>> Start PROVIDED RECORDS
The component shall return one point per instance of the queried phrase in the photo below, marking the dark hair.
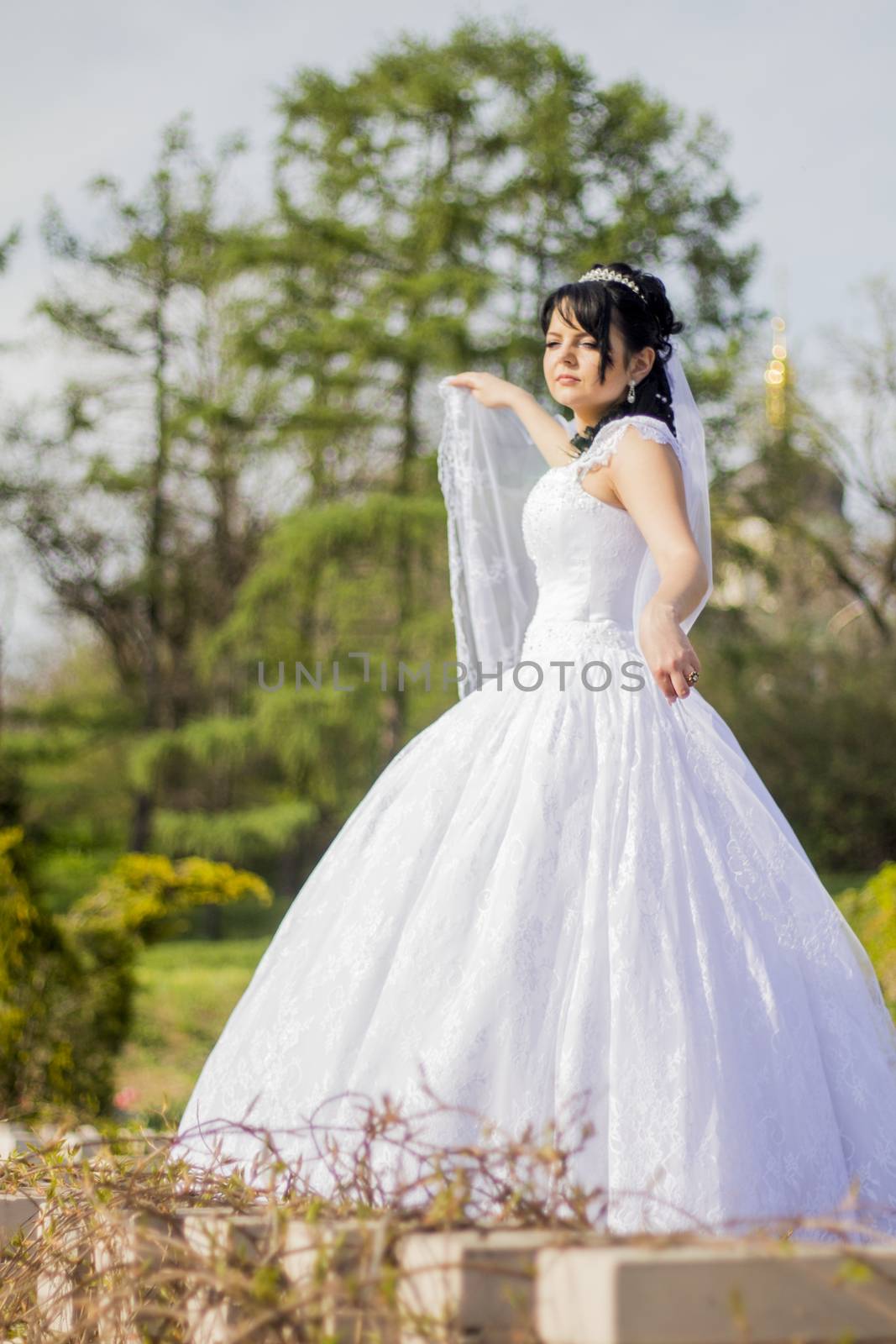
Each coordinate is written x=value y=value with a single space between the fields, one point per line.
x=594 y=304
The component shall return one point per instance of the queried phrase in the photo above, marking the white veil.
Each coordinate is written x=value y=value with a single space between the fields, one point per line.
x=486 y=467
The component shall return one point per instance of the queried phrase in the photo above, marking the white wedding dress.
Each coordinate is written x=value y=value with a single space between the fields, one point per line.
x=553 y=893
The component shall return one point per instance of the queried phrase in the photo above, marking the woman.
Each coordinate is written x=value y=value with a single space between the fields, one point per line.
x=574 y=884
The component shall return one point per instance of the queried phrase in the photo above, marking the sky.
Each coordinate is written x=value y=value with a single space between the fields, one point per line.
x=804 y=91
>> End PROVIDED RECORDS
-- WRITTEN TASK --
Rewrite the listing above with "queried phrase" changed to "requested term" wherever it occurs, keeping everything else the same and leaving out the pictures.

-- SOLUTION FOR THIS PROBLEM --
The component shall return one point per instance of the requested term in the photo below, marking the dark hair.
Each coordinate is written x=value y=value with a single space between the fields, one point per line.
x=594 y=304
The component shall return one point per instance of the requested term in the photo above, marking the white veil.
Each coordinate is written x=value y=value with a single space between the fields, one point per line.
x=486 y=467
The component shall return one point per instance of the requested term in the photo above, marking the white wedding dress.
Each coordinate is written x=value y=value with a single space between the fields, one point per line.
x=553 y=893
The component shall return one point per instance of the requested term in the photo above, marking the woman.
Each coordinate is written x=value y=value with a single space between the fields, one point per line.
x=574 y=884
The component shall return one point per instance of the requested term in the photo above, marking the sky.
Each coordinate is written x=value y=value with a single space between the fields, one point per line.
x=804 y=91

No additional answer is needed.